(Saved entries)
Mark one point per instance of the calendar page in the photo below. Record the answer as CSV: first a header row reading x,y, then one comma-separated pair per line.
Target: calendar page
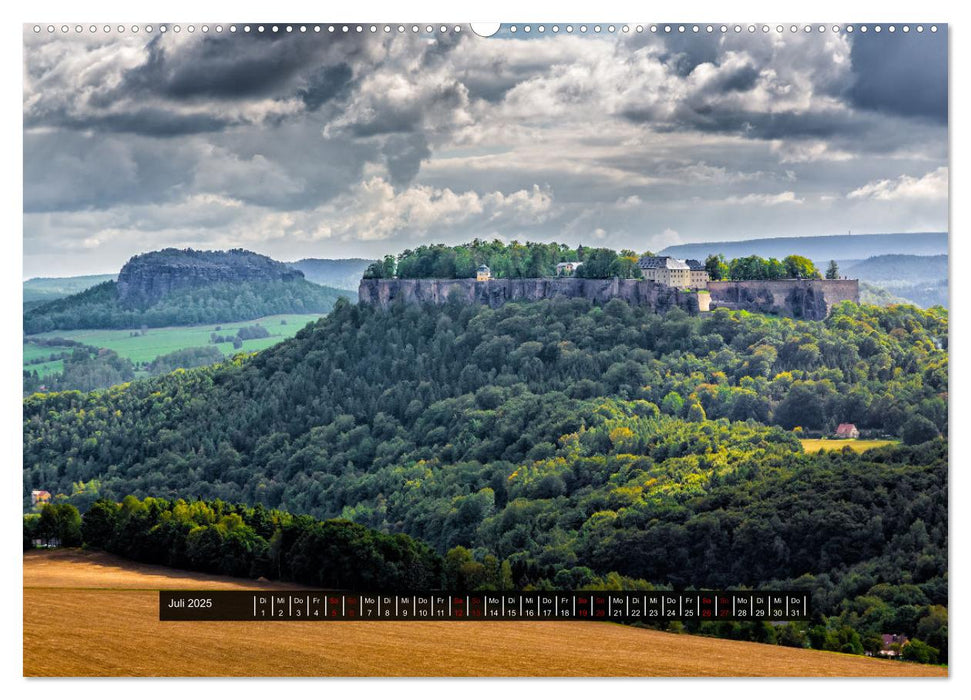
x,y
518,349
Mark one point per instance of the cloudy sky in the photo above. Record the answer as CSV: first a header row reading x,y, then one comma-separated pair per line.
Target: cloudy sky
x,y
346,144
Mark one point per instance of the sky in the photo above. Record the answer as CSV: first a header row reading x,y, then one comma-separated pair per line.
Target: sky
x,y
331,145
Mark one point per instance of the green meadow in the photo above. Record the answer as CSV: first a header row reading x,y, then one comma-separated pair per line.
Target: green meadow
x,y
144,346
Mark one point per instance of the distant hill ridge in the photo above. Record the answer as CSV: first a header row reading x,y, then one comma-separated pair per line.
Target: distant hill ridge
x,y
174,287
149,277
818,248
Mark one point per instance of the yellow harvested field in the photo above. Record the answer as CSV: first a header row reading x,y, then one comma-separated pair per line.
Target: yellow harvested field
x,y
811,445
91,614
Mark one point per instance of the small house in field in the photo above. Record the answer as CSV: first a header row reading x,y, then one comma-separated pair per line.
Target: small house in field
x,y
893,644
847,431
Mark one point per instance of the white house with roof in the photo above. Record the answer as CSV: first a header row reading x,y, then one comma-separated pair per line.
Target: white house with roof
x,y
664,269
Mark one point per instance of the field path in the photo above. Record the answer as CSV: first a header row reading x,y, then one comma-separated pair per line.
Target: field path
x,y
92,614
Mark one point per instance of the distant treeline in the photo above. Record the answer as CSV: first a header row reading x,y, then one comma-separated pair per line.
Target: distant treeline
x,y
100,307
86,368
235,540
512,260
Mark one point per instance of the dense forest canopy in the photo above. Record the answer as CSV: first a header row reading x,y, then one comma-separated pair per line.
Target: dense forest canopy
x,y
566,441
512,260
754,267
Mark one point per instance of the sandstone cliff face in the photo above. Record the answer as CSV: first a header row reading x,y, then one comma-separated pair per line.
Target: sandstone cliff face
x,y
496,292
804,299
147,278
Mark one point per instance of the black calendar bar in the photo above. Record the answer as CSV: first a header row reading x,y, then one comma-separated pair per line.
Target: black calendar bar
x,y
621,606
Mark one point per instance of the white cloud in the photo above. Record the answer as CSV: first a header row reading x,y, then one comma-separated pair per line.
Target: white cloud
x,y
667,237
933,185
765,200
374,211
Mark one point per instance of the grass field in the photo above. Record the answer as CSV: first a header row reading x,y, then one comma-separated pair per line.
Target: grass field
x,y
161,341
91,614
811,445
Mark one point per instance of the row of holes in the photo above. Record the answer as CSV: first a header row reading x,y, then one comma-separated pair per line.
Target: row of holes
x,y
569,28
259,28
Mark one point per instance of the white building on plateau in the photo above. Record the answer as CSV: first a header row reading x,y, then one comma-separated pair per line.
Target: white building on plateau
x,y
665,270
699,274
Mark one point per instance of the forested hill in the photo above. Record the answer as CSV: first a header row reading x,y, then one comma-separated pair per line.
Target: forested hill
x,y
181,287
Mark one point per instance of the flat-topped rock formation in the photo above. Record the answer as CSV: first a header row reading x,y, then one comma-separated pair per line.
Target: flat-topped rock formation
x,y
496,292
805,299
149,277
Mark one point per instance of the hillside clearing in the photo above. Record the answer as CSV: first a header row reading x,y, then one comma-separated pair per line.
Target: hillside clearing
x,y
92,614
811,445
160,341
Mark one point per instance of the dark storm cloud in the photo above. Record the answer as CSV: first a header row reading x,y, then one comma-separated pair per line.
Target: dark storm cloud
x,y
345,144
224,67
904,74
683,52
404,156
324,85
148,121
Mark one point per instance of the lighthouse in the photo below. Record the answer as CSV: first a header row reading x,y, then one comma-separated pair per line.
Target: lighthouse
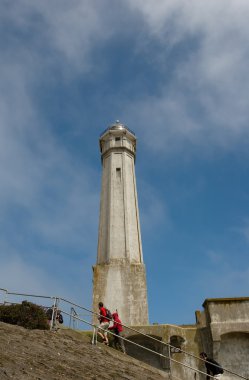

EXERCISE OBJECTIVE: Check each line of the entries, and copy the ones that contain "lighthouse".

SOLVED PROBLEM:
Mark one point per instance of the lighthouse in the photo below. Record the answer as CSV: first a header row reading x,y, then one comma-separated pair per line.
Target: lighthouse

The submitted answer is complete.